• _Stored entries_
※ ※ ※
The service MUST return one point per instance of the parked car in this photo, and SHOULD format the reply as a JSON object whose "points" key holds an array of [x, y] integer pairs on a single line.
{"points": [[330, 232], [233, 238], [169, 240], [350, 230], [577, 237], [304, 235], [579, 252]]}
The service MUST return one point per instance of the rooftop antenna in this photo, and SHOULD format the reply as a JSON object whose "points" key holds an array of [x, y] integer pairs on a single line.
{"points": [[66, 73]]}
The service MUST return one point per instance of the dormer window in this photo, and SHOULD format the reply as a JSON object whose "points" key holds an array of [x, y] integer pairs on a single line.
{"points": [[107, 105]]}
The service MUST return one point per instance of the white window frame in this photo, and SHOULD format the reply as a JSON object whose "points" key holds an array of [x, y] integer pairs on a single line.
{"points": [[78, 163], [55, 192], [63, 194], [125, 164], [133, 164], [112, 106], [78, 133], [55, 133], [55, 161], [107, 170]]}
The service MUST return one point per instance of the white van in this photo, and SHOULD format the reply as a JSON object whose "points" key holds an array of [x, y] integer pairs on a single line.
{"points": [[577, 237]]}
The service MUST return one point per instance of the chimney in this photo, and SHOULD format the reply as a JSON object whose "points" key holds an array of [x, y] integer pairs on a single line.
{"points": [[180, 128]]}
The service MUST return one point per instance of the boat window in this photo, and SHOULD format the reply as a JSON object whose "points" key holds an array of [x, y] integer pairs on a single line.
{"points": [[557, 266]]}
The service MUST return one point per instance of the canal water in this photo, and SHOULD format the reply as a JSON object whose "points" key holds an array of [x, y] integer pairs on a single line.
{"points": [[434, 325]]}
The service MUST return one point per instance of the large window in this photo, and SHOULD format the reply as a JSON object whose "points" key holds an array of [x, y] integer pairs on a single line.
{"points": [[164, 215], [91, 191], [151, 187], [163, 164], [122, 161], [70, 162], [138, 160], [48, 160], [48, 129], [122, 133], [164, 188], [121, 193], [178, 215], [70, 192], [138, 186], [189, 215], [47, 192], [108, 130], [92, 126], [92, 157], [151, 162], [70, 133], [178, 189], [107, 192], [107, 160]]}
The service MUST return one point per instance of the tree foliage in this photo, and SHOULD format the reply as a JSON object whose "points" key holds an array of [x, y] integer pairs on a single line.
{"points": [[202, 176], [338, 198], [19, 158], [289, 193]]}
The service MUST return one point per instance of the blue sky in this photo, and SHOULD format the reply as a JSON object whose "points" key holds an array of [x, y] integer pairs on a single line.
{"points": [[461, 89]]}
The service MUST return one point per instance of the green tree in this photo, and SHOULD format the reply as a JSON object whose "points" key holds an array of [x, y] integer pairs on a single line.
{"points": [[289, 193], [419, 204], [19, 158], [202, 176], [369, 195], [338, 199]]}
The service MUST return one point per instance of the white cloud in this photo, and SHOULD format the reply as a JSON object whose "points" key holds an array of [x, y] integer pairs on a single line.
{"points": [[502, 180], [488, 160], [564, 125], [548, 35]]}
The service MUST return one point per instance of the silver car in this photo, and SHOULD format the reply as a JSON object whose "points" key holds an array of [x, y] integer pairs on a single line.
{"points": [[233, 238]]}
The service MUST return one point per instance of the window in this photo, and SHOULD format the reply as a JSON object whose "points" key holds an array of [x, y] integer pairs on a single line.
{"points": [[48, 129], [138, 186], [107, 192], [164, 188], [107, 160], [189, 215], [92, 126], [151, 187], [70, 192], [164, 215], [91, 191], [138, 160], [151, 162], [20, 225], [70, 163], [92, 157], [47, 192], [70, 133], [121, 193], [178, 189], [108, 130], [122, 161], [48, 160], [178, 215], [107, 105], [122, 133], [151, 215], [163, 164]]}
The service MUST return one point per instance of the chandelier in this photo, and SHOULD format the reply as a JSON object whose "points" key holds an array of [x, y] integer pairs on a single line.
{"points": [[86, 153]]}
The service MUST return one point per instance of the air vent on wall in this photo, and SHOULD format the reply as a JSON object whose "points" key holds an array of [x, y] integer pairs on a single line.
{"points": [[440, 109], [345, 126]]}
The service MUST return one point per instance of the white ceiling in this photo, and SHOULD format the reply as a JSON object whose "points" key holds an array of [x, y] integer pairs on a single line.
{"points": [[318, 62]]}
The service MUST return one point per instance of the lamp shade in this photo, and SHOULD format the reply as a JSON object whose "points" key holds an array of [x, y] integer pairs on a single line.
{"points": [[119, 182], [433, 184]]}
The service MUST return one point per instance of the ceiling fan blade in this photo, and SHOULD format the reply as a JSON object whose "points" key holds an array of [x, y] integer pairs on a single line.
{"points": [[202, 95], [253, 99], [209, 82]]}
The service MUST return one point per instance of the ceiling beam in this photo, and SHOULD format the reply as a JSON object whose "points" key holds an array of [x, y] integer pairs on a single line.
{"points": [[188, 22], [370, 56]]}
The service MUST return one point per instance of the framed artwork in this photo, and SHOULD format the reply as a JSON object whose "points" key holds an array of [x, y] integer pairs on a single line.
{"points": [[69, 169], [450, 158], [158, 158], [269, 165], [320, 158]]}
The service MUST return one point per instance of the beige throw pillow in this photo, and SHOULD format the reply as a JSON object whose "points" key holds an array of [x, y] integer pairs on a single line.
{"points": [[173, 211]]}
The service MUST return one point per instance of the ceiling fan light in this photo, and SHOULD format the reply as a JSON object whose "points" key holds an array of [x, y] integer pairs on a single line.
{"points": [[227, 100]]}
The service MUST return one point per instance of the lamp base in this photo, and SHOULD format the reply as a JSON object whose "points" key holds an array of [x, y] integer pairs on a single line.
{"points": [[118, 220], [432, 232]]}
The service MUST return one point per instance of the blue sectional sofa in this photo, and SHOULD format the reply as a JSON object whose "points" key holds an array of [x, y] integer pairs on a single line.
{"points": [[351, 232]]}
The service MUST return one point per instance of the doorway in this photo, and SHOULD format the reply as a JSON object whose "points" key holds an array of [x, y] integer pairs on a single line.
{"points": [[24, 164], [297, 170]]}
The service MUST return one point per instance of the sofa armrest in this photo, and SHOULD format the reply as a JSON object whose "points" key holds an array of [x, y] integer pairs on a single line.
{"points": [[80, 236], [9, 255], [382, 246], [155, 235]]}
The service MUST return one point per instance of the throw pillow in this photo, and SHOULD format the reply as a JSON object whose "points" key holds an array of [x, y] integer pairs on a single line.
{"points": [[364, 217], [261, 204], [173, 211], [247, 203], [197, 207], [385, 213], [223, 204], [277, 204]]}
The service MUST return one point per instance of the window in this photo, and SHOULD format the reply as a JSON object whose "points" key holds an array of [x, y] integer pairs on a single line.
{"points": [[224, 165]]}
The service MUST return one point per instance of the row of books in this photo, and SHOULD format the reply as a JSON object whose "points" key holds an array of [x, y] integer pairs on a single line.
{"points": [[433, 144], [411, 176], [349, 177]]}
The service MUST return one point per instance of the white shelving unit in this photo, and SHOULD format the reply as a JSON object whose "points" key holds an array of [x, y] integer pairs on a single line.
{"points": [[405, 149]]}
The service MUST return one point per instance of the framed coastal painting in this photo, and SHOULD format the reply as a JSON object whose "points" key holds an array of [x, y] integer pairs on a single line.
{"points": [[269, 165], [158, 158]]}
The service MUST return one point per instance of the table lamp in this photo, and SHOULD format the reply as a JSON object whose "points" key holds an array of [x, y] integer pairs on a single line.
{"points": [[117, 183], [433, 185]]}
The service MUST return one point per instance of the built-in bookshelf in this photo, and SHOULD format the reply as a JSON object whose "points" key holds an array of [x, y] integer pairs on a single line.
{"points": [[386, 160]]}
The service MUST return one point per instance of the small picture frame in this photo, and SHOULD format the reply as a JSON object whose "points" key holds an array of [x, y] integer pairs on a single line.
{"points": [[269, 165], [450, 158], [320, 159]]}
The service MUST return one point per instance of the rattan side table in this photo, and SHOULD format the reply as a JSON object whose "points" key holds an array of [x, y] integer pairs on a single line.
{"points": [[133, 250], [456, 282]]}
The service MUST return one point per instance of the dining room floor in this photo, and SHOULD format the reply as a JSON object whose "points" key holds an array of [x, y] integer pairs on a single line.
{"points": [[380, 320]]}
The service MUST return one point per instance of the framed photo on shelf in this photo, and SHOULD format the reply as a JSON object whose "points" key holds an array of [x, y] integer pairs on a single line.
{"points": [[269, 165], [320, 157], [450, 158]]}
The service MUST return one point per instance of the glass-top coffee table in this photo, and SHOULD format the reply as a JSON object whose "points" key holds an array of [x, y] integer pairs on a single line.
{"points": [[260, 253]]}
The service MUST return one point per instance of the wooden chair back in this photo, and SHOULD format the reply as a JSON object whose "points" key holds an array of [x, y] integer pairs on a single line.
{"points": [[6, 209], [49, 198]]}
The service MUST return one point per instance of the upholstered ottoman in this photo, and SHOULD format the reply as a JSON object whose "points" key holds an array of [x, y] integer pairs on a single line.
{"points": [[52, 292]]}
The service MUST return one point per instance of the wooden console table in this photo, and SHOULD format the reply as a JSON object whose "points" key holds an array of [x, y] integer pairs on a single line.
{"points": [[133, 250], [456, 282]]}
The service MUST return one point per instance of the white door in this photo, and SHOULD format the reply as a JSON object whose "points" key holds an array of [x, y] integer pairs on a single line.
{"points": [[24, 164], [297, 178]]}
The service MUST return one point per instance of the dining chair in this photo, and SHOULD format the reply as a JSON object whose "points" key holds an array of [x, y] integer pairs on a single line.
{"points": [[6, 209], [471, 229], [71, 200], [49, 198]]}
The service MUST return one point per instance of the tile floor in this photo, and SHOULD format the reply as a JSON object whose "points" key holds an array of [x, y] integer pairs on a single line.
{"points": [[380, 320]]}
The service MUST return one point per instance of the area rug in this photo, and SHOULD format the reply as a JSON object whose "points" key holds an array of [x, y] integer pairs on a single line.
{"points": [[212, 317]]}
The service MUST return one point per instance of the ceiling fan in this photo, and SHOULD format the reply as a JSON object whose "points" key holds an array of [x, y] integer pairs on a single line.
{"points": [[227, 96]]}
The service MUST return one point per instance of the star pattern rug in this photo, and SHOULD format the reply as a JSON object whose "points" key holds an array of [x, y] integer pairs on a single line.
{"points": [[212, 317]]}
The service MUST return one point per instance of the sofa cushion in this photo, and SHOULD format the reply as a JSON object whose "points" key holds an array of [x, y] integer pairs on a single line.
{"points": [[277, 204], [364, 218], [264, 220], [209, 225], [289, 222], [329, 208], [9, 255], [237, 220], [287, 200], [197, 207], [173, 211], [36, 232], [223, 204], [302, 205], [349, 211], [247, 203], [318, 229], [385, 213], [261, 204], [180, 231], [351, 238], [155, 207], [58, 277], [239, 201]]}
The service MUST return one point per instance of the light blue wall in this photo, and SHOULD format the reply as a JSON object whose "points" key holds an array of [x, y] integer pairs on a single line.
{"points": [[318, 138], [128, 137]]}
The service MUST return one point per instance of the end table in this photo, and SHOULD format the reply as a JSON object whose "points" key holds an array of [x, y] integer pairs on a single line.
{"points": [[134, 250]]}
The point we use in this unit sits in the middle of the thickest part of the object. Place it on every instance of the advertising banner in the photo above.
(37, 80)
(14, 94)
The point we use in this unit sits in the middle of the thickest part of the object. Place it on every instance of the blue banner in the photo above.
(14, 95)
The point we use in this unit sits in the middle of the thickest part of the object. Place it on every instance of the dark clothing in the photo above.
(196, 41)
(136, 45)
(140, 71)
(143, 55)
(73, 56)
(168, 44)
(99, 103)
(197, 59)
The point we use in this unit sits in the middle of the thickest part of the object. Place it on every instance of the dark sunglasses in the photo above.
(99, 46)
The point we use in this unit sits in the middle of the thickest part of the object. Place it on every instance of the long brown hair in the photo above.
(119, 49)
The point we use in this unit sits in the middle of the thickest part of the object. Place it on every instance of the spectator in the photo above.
※ ※ ※
• _TASK STATEMENT_
Lines from the one with "clothing in the photo above." through the end of the data: set these down exactly, including both ends and nothing more.

• _ANSWER SPACE_
The point we use in this unit sits in the middle of the thickest part of the object. Place it on every instance of the dark clothing in the photo above.
(196, 41)
(136, 45)
(140, 71)
(143, 55)
(73, 56)
(168, 44)
(99, 103)
(197, 59)
The point we use in this unit sits in the middle of the thickest part of the object. Place it on every instance of the dark sunglasses in the photo above.
(99, 46)
The point we use in this unit sits in the middle of the thickest part of the object. Place it on every instance of the long brown hair in the photo above.
(119, 49)
The point we use in this unit sits in the middle of the thickest part of the object. Place it on every instance of the spectator in the photo above.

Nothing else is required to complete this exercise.